━━ Trecho fornecido ━━
29/04/2012

INGLÊS. AH, VOCÊ PRECISA MESMO APRENDER..


Quantas vezes tenho relatado episódios dos meus tempos de garoto atirado carregando meus grilos.
Pois, nos tempos do ginasial, eu não tremia com uma professora de inglês, da melhor qualidade?
Ela mandava preparar textos na língua para expor em classe e fazia sorteio pelo número do livro de chamada valendo-se de pedras de tômbola. Eu entrava em pânico. E se chamasse o meu número? Nem pensar.
Quando sabia que não suportaria aquela tortura, porque nada preparara eu fugia da aula, chegando a pular o muro da escola.
Esses traumas, obstáculos.
Mas, o inglês, seria o meu tormento pelo resto dos meus dias profissionais.
Tudo me conduzia para o idioma: numa das primeiras multinacionais que trabalhei, um dos meus trabalhos era traduzir currículos de americanos que fariam parte de processos de autorização para trabalharem no Brasil.
━━━
━━ Dados fornecidos ━━
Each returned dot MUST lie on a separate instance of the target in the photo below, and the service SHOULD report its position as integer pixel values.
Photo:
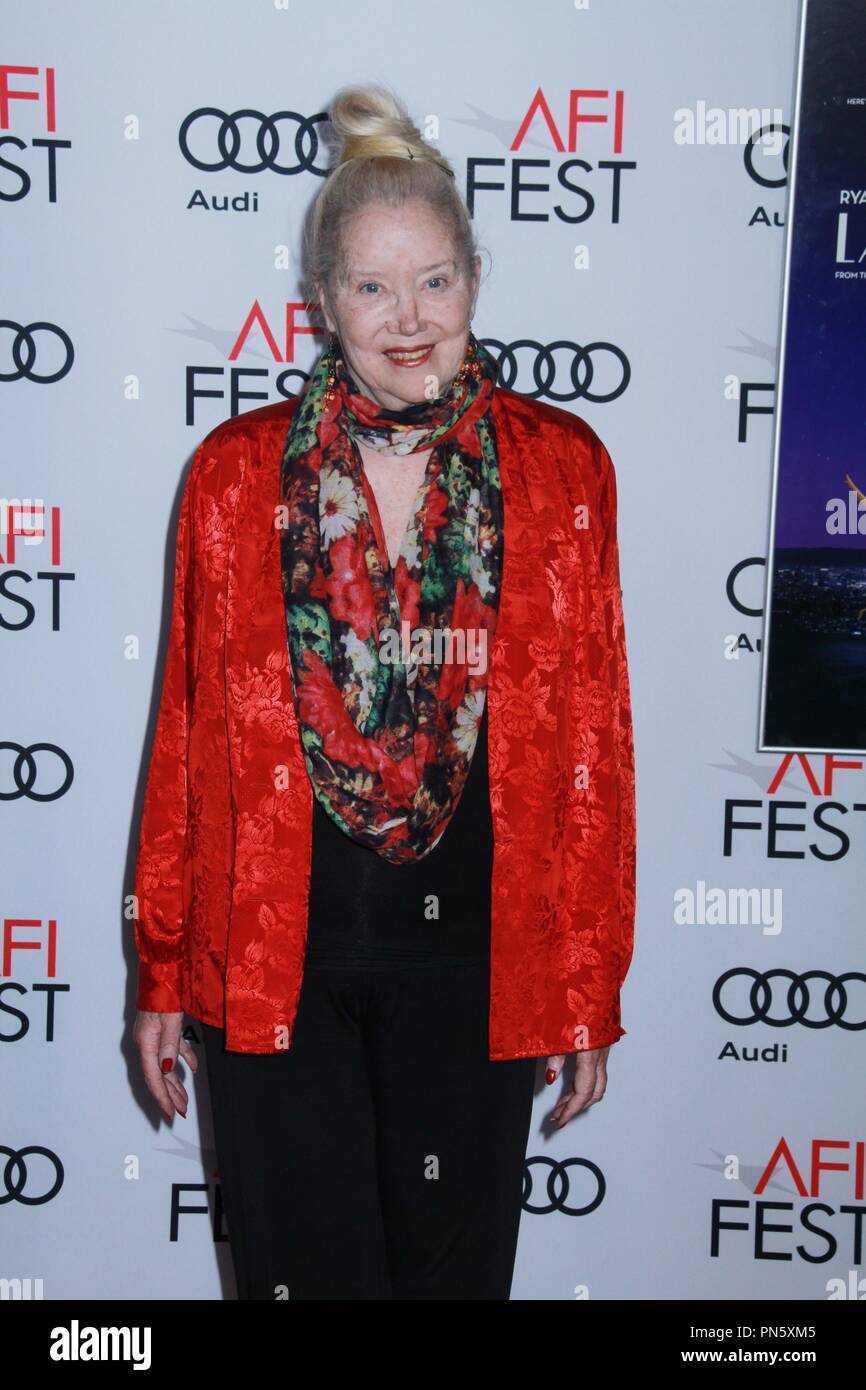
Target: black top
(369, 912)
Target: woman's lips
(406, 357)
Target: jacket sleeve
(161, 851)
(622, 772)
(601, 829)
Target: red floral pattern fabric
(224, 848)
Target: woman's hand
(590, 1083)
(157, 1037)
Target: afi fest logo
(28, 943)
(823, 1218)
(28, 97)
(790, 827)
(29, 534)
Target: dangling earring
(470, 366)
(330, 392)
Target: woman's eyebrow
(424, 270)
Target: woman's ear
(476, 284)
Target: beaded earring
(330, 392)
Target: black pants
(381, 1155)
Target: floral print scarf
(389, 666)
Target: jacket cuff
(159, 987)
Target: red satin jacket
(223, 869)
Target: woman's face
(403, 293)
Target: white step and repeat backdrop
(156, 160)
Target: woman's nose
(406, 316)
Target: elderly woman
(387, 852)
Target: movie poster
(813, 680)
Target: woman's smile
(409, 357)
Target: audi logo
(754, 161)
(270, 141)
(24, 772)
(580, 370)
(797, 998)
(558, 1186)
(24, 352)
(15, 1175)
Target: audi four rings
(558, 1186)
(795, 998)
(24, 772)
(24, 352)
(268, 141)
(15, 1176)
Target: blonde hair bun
━━━
━━ Dados fornecidos ━━
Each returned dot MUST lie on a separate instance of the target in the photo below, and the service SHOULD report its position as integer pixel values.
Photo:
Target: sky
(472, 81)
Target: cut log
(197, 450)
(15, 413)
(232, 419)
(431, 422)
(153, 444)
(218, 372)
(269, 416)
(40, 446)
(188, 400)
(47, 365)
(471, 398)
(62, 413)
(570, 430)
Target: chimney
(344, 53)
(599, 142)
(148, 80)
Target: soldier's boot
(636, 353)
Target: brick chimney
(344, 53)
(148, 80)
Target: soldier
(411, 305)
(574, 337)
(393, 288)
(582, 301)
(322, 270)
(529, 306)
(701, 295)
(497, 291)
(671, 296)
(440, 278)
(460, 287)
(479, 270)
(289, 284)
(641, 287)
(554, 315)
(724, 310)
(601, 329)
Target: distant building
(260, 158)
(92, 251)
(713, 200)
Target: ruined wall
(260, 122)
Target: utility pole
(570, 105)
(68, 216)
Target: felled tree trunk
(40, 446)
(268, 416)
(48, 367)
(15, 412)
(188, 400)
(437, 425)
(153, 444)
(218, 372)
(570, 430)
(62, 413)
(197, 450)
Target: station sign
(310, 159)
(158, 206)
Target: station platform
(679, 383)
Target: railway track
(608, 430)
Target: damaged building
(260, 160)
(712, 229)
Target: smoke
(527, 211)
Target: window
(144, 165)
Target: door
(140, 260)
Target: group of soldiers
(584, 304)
━━━
━━ Dados fornecidos ━━
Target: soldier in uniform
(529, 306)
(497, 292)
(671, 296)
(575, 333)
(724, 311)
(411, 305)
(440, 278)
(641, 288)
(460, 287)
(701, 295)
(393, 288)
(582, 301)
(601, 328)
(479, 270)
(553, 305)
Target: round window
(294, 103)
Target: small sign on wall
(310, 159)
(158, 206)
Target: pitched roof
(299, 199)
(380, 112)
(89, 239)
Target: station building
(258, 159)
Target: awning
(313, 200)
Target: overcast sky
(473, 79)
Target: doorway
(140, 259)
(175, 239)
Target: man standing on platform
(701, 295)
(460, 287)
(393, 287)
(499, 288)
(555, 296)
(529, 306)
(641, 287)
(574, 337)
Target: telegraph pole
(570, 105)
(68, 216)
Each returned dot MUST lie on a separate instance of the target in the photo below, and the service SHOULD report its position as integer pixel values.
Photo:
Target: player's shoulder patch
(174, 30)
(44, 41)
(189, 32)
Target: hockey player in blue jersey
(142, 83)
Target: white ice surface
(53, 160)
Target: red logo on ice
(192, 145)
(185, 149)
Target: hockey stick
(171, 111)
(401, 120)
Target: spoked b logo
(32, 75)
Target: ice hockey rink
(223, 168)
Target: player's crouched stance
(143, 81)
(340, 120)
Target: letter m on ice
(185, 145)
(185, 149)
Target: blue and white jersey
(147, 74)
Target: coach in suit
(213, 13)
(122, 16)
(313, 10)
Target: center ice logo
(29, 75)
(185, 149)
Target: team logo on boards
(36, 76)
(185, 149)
━━━
> Partes do exercício
• 1. Digite de novo, sem mudar nada, o relato sobre o inglês, tudo desde "Quantas vezes tenho" até "número? Nem pensar.".
• 2. Escreva a continuação do relato sobre o inglês, começando logo depois da última frase.
As linhas não servem para nada aqui.

> Respostas por tarefa
• 1.
Quantas vezes tenho relatado episódios dos meus tempos de garoto atirado carregando meus grilos.
Pois, nos tempos do ginasial, eu não tremia com uma professora de inglês, da melhor qualidade?
Ela mandava preparar textos na língua para expor em classe e fazia sorteio pelo número do livro de chamada valendo-se de pedras de tômbola. Eu entrava em pânico. E se chamasse o meu número? Nem pensar.

• 2.
Na década de 70, na minha primeira viagem internacional pela América Latina – e não cheguei aos Estados Unidos porque tinha pavor de emudecer nos contatos com os americanos – enfrentei dois incidentes que me desgastaram.
Chego à Argentina falando um bom portunhol. Conduzido à antessala do diretor de RH me dirijo de modo amistoso à secretaria, falando portunhol.
Ah, o orgulho argentino. Reposta mal educada e lacônica:
-Yo no hablo portugués, espanõl e Inglés solamente.
Constrangido, entrei num processo de mutismo forçado como se a secretaria não existisse e eu não estivesse na Argentina. (*)
No México, em visita às pirâmides de Teotihuacán nas proximidades da capital, hospedado num hotel voltado para hóspedes americanos, passei maus bocados em muitos momentos culminando com a excursão, porque toda em inglês. (1)
Fazia-me de mudo. Nada era comigo. Que tormento!
Aí, tardiamente, estudei muito mas concluíra pelas minhas dificuldades reais com o idioma.
Uma professora de multinacional onde trabalhava chegara a afirmar:
- Você nunca vai falar inglês.
Estudando fortemente o idioma nessa multinacional eis que alguns anos depois fui para os Estados Unidos.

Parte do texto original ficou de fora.